─── Information shown ───

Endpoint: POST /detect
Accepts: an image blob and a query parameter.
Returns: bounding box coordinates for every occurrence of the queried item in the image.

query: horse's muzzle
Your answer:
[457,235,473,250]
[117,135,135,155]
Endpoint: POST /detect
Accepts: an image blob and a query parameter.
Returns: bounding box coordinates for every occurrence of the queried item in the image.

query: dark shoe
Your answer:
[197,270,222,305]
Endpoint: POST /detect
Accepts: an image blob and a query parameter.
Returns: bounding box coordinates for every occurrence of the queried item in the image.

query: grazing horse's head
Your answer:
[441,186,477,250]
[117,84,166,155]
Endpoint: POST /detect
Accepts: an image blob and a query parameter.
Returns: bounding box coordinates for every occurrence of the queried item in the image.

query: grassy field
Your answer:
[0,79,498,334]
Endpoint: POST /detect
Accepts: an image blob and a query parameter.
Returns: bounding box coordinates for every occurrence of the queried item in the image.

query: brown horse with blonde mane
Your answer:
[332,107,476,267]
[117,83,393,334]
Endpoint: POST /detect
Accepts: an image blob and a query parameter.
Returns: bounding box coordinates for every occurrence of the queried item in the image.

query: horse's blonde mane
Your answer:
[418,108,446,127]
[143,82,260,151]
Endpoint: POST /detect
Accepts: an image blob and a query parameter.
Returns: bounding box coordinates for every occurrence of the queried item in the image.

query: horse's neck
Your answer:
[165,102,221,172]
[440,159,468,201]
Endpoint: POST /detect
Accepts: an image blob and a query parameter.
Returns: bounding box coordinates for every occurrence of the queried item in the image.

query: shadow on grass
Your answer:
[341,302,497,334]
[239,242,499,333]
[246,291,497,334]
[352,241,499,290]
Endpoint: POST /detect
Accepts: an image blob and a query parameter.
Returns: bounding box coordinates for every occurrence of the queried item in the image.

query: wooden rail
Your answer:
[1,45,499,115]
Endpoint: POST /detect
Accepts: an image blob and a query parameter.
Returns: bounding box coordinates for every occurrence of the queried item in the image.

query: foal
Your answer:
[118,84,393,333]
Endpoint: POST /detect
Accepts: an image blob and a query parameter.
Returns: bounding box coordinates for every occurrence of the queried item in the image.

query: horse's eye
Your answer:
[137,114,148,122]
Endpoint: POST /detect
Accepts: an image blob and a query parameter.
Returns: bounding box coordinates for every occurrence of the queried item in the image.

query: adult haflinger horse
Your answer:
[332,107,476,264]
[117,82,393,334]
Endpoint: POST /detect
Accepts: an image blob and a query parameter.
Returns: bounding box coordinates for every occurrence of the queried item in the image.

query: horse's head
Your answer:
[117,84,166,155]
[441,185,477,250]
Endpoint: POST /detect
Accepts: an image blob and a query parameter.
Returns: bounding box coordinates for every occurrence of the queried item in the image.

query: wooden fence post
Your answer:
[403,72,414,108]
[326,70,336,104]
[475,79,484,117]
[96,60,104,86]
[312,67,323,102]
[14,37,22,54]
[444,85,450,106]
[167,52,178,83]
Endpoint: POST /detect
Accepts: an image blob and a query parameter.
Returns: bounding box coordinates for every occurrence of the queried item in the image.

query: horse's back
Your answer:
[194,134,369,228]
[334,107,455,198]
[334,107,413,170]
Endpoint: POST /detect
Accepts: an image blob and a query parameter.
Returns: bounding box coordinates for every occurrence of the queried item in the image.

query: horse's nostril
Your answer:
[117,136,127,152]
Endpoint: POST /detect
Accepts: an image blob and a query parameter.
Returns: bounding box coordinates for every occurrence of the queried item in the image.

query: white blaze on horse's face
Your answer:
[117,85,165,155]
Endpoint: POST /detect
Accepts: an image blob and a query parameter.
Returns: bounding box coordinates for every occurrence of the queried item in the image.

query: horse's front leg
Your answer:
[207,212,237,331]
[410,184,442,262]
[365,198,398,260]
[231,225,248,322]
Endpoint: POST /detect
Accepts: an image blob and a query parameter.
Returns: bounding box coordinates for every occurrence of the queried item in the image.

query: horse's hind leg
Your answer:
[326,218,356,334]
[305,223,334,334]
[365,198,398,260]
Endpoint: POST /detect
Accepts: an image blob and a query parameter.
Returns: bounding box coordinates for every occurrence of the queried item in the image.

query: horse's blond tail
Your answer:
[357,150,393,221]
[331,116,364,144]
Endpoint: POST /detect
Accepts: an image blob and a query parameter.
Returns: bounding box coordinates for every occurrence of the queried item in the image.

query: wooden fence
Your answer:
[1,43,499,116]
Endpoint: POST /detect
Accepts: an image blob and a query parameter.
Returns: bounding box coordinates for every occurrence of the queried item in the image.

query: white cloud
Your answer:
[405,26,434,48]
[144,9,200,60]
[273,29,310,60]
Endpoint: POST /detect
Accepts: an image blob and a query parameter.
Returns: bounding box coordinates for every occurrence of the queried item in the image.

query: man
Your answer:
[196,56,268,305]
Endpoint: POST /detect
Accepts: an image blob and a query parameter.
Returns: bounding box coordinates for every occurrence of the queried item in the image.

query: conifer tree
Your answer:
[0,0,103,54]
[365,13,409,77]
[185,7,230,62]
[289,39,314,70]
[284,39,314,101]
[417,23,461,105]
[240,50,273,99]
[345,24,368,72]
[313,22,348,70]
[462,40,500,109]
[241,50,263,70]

───
─── Information shown ───

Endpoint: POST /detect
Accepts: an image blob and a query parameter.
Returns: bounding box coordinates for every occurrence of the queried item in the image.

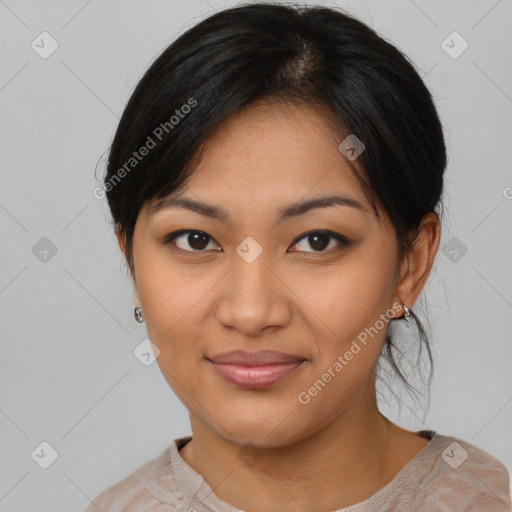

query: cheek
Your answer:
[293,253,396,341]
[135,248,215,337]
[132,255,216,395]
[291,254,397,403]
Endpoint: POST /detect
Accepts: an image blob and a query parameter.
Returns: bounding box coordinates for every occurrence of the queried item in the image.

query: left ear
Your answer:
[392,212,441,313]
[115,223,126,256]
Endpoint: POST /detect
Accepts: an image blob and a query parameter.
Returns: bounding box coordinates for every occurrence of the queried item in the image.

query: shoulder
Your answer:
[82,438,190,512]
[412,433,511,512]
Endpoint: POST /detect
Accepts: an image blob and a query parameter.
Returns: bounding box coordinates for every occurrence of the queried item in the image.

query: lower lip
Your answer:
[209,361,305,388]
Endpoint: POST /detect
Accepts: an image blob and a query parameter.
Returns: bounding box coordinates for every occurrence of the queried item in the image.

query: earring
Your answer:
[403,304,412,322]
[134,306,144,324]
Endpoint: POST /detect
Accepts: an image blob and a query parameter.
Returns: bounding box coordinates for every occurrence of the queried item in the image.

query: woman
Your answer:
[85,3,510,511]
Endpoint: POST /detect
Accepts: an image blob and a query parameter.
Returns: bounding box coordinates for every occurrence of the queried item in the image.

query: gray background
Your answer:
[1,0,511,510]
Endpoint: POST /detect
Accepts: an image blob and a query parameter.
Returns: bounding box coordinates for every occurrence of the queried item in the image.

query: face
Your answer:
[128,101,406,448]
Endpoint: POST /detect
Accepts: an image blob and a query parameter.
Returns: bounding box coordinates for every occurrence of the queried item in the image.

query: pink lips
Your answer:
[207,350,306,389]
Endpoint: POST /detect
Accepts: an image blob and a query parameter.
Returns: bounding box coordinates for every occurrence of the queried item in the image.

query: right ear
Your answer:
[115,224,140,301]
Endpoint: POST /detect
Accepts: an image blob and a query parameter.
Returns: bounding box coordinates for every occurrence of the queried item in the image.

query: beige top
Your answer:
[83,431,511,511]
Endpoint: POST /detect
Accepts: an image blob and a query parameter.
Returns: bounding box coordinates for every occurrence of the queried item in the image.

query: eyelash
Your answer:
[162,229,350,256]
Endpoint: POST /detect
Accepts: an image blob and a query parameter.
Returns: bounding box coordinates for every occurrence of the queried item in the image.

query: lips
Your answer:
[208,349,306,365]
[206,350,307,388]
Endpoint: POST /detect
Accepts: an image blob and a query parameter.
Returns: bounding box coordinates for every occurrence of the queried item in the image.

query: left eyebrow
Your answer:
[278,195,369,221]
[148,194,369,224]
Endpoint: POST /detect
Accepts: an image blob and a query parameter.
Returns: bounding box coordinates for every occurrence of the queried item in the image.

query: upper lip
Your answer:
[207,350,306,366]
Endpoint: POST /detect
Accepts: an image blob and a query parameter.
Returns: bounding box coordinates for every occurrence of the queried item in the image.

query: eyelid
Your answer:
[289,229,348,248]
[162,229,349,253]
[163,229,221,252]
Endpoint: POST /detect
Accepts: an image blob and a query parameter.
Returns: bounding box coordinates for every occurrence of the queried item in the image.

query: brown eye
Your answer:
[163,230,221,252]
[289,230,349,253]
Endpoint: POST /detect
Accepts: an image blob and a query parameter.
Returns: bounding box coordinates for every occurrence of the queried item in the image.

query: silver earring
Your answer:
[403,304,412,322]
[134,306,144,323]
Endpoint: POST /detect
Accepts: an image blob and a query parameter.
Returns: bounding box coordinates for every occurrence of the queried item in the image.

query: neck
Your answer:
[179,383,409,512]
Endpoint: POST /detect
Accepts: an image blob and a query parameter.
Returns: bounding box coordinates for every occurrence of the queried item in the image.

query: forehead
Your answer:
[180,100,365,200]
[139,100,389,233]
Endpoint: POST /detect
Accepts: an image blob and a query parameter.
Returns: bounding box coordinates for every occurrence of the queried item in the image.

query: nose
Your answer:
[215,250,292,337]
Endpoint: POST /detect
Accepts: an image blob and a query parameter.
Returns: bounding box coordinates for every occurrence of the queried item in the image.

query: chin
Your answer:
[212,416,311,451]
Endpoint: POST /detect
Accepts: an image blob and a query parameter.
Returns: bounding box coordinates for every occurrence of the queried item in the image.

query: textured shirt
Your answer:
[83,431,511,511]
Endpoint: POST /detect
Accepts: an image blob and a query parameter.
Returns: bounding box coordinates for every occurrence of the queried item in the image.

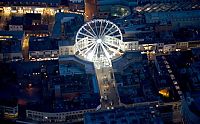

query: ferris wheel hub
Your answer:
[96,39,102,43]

───
─── Information shown ───

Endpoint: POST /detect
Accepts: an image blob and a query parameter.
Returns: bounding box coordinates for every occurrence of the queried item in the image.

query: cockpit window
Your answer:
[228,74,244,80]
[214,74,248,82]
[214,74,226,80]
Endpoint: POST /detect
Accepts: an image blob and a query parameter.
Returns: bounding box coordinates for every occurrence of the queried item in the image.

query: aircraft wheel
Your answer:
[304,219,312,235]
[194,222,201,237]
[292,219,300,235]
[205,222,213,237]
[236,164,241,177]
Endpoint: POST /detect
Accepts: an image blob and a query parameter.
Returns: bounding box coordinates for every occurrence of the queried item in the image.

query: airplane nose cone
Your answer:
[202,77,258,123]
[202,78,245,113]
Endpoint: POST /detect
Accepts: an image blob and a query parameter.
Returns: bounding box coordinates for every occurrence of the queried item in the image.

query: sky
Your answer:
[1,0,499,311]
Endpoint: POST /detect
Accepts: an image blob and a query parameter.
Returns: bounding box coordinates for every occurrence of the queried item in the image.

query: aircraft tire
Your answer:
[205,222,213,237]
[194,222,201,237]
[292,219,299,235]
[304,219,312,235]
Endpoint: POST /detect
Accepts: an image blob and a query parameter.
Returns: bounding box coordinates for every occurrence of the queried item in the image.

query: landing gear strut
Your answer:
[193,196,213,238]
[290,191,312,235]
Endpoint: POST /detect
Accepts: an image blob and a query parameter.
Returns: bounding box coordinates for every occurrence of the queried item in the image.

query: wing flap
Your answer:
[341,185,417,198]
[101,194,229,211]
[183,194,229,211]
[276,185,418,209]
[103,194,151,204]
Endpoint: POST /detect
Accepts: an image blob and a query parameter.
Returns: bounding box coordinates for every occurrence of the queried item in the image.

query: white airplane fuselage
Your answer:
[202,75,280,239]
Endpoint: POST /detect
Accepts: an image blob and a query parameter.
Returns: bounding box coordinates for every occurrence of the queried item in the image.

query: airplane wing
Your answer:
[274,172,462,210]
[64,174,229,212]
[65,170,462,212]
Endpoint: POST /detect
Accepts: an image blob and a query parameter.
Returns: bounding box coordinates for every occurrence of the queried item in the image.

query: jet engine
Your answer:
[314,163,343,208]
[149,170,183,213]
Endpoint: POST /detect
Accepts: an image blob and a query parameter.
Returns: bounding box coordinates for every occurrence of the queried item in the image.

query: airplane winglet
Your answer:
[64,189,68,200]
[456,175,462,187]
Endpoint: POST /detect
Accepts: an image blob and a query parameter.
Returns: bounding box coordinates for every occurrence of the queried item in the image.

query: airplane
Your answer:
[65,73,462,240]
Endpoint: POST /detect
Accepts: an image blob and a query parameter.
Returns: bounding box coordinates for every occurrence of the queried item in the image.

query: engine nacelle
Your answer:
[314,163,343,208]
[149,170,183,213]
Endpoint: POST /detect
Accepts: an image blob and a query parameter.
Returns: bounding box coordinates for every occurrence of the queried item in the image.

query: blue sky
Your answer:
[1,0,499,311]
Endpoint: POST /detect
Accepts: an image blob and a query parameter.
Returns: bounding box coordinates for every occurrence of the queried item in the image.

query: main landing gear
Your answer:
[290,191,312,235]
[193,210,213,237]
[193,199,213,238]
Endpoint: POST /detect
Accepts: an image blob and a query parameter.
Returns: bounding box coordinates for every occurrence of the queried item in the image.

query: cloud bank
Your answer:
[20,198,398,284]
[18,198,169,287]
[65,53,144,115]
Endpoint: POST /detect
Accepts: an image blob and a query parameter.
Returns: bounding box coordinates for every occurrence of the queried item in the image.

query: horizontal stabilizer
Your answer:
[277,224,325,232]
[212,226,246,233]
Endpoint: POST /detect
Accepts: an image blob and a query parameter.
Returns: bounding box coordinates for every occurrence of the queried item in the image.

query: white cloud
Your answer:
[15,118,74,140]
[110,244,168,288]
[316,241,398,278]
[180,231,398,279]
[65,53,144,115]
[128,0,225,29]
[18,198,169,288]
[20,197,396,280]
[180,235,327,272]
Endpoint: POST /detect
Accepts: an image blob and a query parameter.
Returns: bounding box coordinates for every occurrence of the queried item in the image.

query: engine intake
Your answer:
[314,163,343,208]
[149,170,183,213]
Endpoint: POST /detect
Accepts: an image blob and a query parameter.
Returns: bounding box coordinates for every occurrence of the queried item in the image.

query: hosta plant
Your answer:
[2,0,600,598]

───

Your assignment: If a line in the data above holds the string "brown", report that line.

Solution:
query: brown horse with blonde mane
query: brown eye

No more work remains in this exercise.